-- START OF Extract to read --

As a presenter, here are three aspects you should master:

Your Product

Knowing your tools is the first step to building a selling idea. According to renowned author Jim Aitchison, learning every aspect of your product or service lets you explain its features correctly. It also helps you outline the benefits your prospects are interested in.

Ask yourself these questions:

  • What is it?
  • How does it work?
  • What benefits does it give to clients?
  • What situations can they use it in?

These should lead to what clients need to know, more specifically: how the product or service help their business.

Your Pitch Techniques

Once you know how your business and products work, rehearse. There is no shortcut.

As brand communications expert, Carmine Gallo, says, even some professional presenters spend several weeks rehearsing for a single pitch. They also take note of what works and what doesn’t so they can improve their public speaking.

Professional presenters deliberately practice until they get their pitch just right, almost as if their work was effortless.

-- END OF Extract to read --
-- START OF Record extracts --

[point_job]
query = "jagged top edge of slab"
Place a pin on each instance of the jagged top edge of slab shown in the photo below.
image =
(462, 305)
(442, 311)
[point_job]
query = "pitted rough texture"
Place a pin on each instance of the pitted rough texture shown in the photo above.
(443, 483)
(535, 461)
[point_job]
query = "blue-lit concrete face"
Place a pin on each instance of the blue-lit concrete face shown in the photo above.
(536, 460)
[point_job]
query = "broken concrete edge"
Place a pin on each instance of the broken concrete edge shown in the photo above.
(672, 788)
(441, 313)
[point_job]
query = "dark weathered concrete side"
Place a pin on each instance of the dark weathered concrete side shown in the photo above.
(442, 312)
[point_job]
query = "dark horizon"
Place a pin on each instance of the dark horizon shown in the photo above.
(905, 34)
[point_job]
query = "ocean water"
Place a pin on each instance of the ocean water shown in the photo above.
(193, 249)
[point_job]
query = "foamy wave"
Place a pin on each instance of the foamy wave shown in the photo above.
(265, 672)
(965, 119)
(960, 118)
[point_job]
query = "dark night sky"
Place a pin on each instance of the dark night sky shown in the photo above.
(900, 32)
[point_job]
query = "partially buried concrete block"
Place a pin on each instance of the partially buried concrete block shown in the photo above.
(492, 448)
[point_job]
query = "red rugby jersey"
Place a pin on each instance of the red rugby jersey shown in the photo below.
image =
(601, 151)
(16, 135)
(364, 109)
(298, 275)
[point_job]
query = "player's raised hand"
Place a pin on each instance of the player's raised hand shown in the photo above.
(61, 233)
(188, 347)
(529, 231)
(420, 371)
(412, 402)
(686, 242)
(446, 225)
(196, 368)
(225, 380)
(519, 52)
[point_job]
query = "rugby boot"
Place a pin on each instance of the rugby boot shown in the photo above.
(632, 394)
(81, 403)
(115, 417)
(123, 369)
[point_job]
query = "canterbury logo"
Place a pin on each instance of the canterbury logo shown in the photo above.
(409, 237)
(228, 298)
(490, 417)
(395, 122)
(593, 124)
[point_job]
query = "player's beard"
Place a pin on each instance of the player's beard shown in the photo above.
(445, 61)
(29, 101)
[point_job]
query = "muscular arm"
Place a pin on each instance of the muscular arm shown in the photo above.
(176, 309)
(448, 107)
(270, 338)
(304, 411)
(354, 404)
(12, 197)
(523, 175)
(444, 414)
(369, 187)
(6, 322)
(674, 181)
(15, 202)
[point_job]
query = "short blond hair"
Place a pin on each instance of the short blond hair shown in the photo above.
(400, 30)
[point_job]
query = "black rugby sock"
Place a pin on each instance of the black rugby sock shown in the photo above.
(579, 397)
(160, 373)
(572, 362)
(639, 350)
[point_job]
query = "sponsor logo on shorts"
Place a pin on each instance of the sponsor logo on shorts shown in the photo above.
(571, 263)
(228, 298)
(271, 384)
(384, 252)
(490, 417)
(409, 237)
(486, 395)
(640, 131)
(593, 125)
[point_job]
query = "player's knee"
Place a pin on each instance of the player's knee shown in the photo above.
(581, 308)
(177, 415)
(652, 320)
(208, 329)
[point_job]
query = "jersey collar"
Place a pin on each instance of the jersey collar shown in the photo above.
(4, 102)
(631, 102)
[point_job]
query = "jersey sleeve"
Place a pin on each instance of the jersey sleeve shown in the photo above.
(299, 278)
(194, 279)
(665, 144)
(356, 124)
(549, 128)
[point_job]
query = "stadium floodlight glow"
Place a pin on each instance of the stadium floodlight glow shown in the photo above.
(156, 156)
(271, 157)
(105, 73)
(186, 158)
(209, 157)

-- END OF Record extracts --

Directive A |
Answer these from the text on pitch presenting:
(i) How many aspects does it say a presenter should master?
(ii) According to Jim Aitchison, what does learning every aspect of your product or service let you explain correctly?
(iii) How long does Carmine Gallo say some professional presenters spend rehearsing for a single pitch?
Directive B | Resume the text on pitch presenting, picking up right after its final sentence.

Task output A |
(i) Three.
(ii) Its features.
(iii) Several weeks.

Task output B |
Learn how to use the techniques and tools at your disposal before entering the boardroom to give yourself an immense advantage over others.

Your Pitch Deck

Once you know everything about your product or service and have spent hours rehearsing your speech, it’s time to prepare your third and most crucial component: your pitch deck.

Your deck is not a script, but it’s there to help your audience visualize what you have to say, so keep it as simple and understandable as possible.

You can even hire professional pitch deck specialists to help you design a deck that effectively sells your pitch.

Learn the Tools and the Trade

Pitching skills and techniques are acquired over time. Some spend hours practicing to gain them, while others have built them up over their careers. The same thing goes for knowing your business well enough to sell it.

Know every aspect of your product first. There’s nothing to pitch if you don’t understand your own offering. Rehearse until you master your tone, gestures, and timing. All the information you have is useless if you can’t deliver it clearly.

Finally, make your deck simple but packed with meaningful content. Don’t use them as your cue cards. Instead, use them to emphasize what you want to say. With enough practice, you’ll know how to best persuade a crowd by combining all these factors into a great sales pitch.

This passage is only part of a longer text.